Selection
◆ ◆ ◆ ◆
At the strand and wood cell wall level, however, mechanical performance can be isolated from the influence of OSB manufacturing variables somewhat simplifying analysis. Axial MOE determination using nanoindentation measurements can be used to understand the mechanical response. This research focused on determining the influence of WL on the mechanical properties of wood cell walls at the strand level, which may have contributed to the changes in the previously mentioned research.

Materials and methods

Hot water extraction

In OSB manufacture, soft and hardwood species are used. There is a difference in their chemical composition (Fengel and Wegener 1984) and wood properties. To provide a more complete understanding of the differences in strength between them, hemlock (Tsuga canadensis) and aspen (Populus tremuloides) were chosen. The hemlock and aspen trees used in this work had a 12.4 m height and 22.8 cm diameter and 13.3 m height and 21.6 cm diameter, respectively. Each tree was felled and trimmed into logs of 4 ft. long, then manually debarked and used to create 10.2 ± 0.2 cm strands with a target thickness of 0.81 ± 0.05 mm using a Carmanah 12/48 ring-strander. A counterknife angle of 70° was used at a ring speed of 638 rpm. The majority of fines were removed using an Acrowood Trillium and Diamond Roll combination screen. Strands were conditioned in a dehumidification dry kiln, at 50 °C and a relative humidity (RH) of 80% for 6 days until constant weight was attained. The average MC of the strands was of 14.5 ± 0.3%.

Hot water extraction (HWE) has been successfully used to remove sugar (hemicelluloses) from wood by several researchers (Sattler et al. 2008; Tunc and van Heiningen 2008). The strands were treated with a HWE process conducted at 160 °C and four extraction times. They were placed in 300 g batches (oven dry basis) inside a digester, previously filled with fresh water at a ratio of 6:1 (water/wood). This ratio included water from the moisture content (MC) of the wood itself. The vessel was heated from room temperature to 160 °C in 50 min (preheating time), followed by constant temperature exposure times of 0, 25, 45 or 90 min. These four extraction conditions were equated to a severity factor (SF) through the use of Eq. (1) (Overend and Chornet 1987; Mosier et al. 2002).
◆ ◆ ◆ ◆
Goal of the exercise
List every source cited in the wood strand extraction passage, giving the authors and year as the passage shows them.

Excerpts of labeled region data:
◆ ◆ ◆ ◆
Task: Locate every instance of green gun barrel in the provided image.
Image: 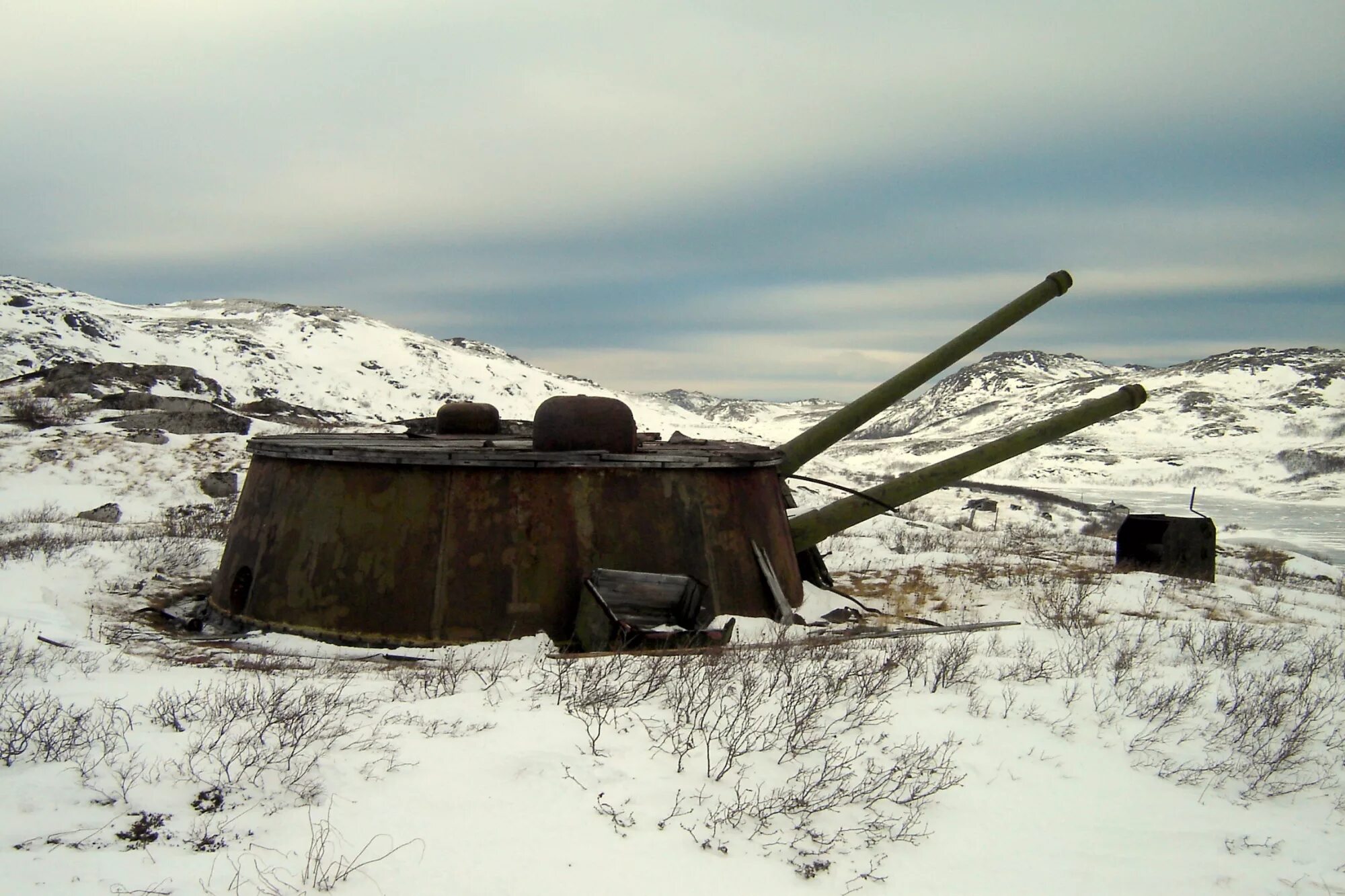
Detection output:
[780,270,1075,477]
[790,383,1149,552]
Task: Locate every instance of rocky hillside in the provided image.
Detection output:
[0,277,748,438]
[837,348,1345,499]
[0,277,1345,501]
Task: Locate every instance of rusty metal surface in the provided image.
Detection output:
[434,401,500,436]
[211,454,803,645]
[533,395,636,455]
[247,433,783,469]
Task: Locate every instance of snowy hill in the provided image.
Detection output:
[0,277,1345,501]
[0,277,746,438]
[834,348,1345,501]
[0,278,1345,896]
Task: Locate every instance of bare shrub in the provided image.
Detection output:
[163,498,234,541]
[1171,620,1302,667]
[1028,568,1107,635]
[301,806,422,893]
[126,536,217,576]
[998,638,1056,684]
[929,633,979,693]
[0,688,130,775]
[391,650,472,700]
[1247,545,1289,585]
[171,673,371,790]
[5,389,82,429]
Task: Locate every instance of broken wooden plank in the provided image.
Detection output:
[546,622,1021,659]
[752,541,794,626]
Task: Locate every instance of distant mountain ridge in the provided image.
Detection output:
[0,277,1345,499]
[0,277,751,438]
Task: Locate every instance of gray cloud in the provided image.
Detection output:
[0,0,1345,397]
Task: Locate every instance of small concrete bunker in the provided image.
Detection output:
[1116,514,1216,581]
[210,270,1146,646]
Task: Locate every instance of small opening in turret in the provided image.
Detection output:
[229,567,252,615]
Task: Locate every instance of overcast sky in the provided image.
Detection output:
[0,0,1345,398]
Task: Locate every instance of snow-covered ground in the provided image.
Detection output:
[7,278,1345,895]
[0,422,1345,893]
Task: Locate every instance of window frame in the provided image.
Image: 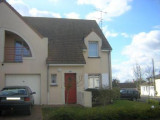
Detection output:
[88,41,99,58]
[88,74,102,89]
[50,74,57,86]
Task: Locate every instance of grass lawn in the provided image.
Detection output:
[42,100,160,120]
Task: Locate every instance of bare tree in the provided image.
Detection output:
[133,63,142,90]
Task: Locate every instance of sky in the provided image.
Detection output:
[7,0,160,82]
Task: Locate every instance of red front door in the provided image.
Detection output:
[65,73,77,104]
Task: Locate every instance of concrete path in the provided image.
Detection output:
[0,105,43,120]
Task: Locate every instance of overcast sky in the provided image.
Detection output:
[7,0,160,82]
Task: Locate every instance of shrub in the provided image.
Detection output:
[147,99,159,106]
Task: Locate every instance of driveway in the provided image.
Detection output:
[139,96,160,102]
[0,105,43,120]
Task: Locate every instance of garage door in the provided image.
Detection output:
[6,75,40,104]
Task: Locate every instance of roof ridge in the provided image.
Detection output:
[22,16,96,21]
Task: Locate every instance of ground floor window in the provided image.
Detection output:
[88,74,101,88]
[51,74,57,85]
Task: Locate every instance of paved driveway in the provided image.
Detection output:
[0,106,42,120]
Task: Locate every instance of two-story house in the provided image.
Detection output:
[0,0,112,107]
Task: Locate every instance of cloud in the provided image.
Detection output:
[121,33,129,38]
[153,25,160,29]
[77,0,132,21]
[29,8,61,18]
[113,30,160,81]
[48,0,59,3]
[65,12,80,19]
[8,0,61,18]
[103,26,118,38]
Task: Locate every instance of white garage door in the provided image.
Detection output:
[6,75,40,104]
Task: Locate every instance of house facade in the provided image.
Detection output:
[155,74,160,96]
[0,0,112,107]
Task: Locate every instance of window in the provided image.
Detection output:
[88,75,100,88]
[88,42,98,57]
[51,74,57,85]
[15,40,32,62]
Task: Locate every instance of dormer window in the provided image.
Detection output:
[88,42,98,57]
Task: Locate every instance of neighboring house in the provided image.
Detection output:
[118,83,137,89]
[140,82,155,96]
[0,0,112,107]
[155,74,160,96]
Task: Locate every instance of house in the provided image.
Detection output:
[118,83,137,89]
[140,82,155,96]
[0,0,112,107]
[155,74,160,96]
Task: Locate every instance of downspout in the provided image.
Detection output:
[108,51,112,89]
[47,64,49,104]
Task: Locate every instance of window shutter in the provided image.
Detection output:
[84,74,88,89]
[102,73,109,88]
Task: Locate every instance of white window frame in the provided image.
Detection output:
[88,41,99,57]
[50,74,57,86]
[88,74,102,89]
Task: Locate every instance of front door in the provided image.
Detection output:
[65,73,77,104]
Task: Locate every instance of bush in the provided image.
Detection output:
[92,88,120,106]
[147,99,159,106]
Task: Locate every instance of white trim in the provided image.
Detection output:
[48,64,85,66]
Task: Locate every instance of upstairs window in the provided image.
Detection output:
[88,42,98,57]
[15,40,32,62]
[88,75,101,88]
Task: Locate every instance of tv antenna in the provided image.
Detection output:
[96,10,107,30]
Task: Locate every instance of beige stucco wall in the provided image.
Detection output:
[83,31,111,84]
[0,2,48,104]
[49,32,109,107]
[155,79,160,96]
[0,2,110,107]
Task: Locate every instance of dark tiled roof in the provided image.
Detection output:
[23,17,112,64]
[118,83,136,88]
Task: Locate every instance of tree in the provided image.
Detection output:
[133,63,142,90]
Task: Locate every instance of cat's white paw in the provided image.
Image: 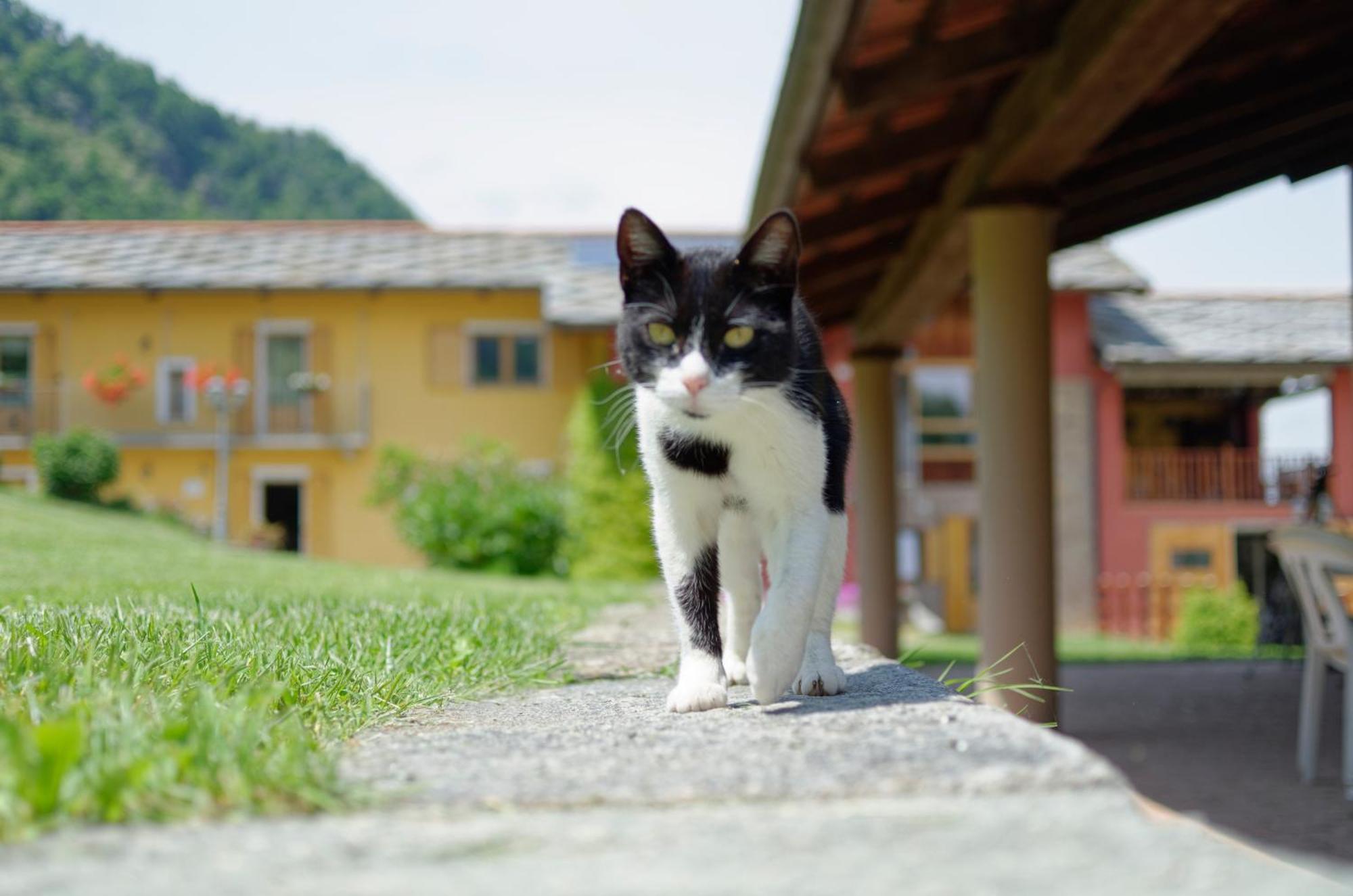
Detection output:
[724,654,747,685]
[747,608,804,707]
[667,681,728,712]
[790,654,846,697]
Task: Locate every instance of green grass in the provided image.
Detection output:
[0,492,624,839]
[901,632,1302,666]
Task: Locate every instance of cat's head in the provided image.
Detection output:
[616,208,800,418]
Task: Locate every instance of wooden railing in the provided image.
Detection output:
[1099,573,1216,642]
[1127,448,1329,504]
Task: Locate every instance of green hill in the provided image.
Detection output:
[0,0,413,219]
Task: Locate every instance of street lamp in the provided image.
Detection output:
[202,373,249,542]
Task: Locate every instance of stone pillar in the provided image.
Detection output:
[1329,367,1353,517]
[969,204,1057,722]
[851,349,901,657]
[1053,292,1099,632]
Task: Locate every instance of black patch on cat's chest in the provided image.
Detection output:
[658,429,731,477]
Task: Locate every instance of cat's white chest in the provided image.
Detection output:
[637,390,827,519]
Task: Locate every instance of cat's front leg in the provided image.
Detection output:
[747,508,829,705]
[718,509,762,685]
[790,513,848,697]
[653,489,728,712]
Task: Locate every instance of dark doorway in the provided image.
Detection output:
[262,482,300,551]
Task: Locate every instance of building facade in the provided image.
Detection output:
[828,243,1353,631]
[0,222,663,563]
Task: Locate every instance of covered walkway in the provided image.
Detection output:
[751,0,1353,719]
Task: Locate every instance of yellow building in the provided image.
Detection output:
[0,222,731,563]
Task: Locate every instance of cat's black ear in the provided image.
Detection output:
[616,208,676,287]
[737,208,800,287]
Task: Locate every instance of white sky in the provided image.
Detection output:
[18,0,1350,289]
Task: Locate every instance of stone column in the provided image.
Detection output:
[851,348,901,657]
[969,204,1057,722]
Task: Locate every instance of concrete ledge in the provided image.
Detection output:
[345,654,1123,808]
[0,646,1346,896]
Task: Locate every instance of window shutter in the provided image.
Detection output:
[230,323,253,435]
[30,323,61,431]
[428,325,464,387]
[310,323,338,433]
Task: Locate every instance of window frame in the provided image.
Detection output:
[250,318,315,435]
[461,321,551,390]
[156,354,198,425]
[0,323,38,410]
[902,357,978,463]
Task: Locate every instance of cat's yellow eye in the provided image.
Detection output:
[724,326,755,348]
[648,323,676,345]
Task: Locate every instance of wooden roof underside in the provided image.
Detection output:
[754,0,1353,341]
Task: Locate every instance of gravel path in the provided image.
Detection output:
[0,608,1345,896]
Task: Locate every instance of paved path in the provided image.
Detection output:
[0,611,1344,896]
[1062,662,1353,861]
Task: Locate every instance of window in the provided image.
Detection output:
[475,335,502,383]
[1170,548,1212,570]
[911,364,977,456]
[511,335,540,383]
[0,335,32,407]
[469,327,545,385]
[156,357,198,423]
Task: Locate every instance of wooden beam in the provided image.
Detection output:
[798,177,939,243]
[856,0,1245,346]
[747,0,865,227]
[1057,123,1353,246]
[839,16,1057,114]
[1065,95,1353,203]
[806,107,984,189]
[1077,47,1353,176]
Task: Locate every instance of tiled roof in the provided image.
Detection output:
[0,220,1146,326]
[1091,293,1353,364]
[0,222,729,326]
[1047,242,1150,292]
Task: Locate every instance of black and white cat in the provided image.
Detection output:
[617,208,850,712]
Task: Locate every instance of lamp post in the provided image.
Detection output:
[202,373,249,542]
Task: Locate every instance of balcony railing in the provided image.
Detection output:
[1127,448,1329,505]
[0,380,371,448]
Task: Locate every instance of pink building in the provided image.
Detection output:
[827,243,1353,630]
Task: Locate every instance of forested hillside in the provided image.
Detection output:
[0,0,413,219]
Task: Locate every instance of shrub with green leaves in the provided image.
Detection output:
[372,441,564,575]
[564,375,658,580]
[1174,582,1260,651]
[32,429,122,504]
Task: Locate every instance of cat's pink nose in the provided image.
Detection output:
[681,373,709,398]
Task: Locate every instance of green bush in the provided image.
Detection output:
[372,441,564,575]
[1174,584,1260,651]
[32,429,120,504]
[564,375,658,580]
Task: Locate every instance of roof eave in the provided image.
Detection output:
[747,0,863,230]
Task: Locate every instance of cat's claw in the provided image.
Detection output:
[667,681,728,712]
[790,657,846,697]
[724,654,747,685]
[747,649,794,707]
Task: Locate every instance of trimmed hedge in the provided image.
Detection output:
[564,373,658,580]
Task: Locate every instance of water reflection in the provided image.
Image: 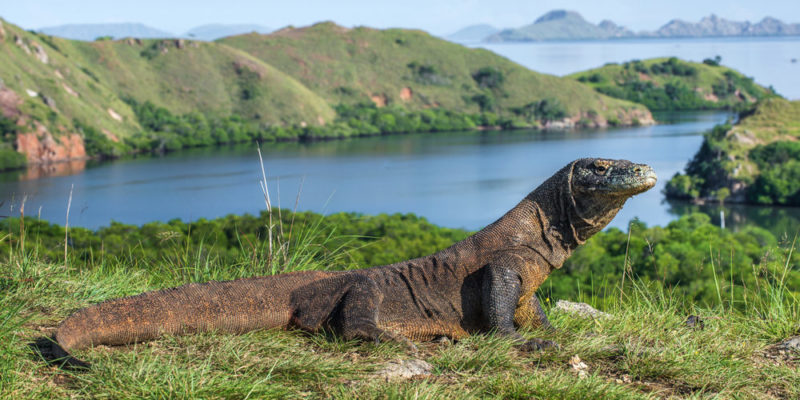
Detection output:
[0,112,790,233]
[666,200,800,240]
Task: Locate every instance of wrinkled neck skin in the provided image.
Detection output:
[472,164,627,268]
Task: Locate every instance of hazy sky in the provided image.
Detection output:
[0,0,800,34]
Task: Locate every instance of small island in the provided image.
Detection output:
[665,97,800,206]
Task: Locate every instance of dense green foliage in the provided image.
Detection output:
[665,98,800,206]
[571,57,769,111]
[0,18,649,168]
[664,123,732,199]
[0,210,800,306]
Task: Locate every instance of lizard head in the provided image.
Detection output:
[567,158,656,244]
[571,158,657,201]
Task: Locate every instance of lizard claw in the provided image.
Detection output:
[518,338,561,351]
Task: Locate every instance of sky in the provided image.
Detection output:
[0,0,800,35]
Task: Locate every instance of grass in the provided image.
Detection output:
[568,58,771,111]
[0,214,800,399]
[0,15,650,159]
[218,22,649,124]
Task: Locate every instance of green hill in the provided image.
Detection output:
[665,97,800,206]
[569,57,771,111]
[486,10,634,42]
[218,22,649,124]
[0,20,652,170]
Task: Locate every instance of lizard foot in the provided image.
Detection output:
[518,338,561,351]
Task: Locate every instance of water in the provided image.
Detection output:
[473,37,800,99]
[0,112,756,229]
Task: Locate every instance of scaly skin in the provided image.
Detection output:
[53,159,656,367]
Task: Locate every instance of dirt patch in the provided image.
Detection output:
[233,58,267,79]
[369,94,387,108]
[400,87,414,101]
[0,87,22,118]
[101,128,119,143]
[20,160,86,180]
[16,124,86,164]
◆ ◆ ◆ ◆
The completed task
- Fengel and Wegener 1984
- Sattler et al. 2008
- Tunc and van Heiningen 2008
- Overend and Chornet 1987
- Mosier et al. 2002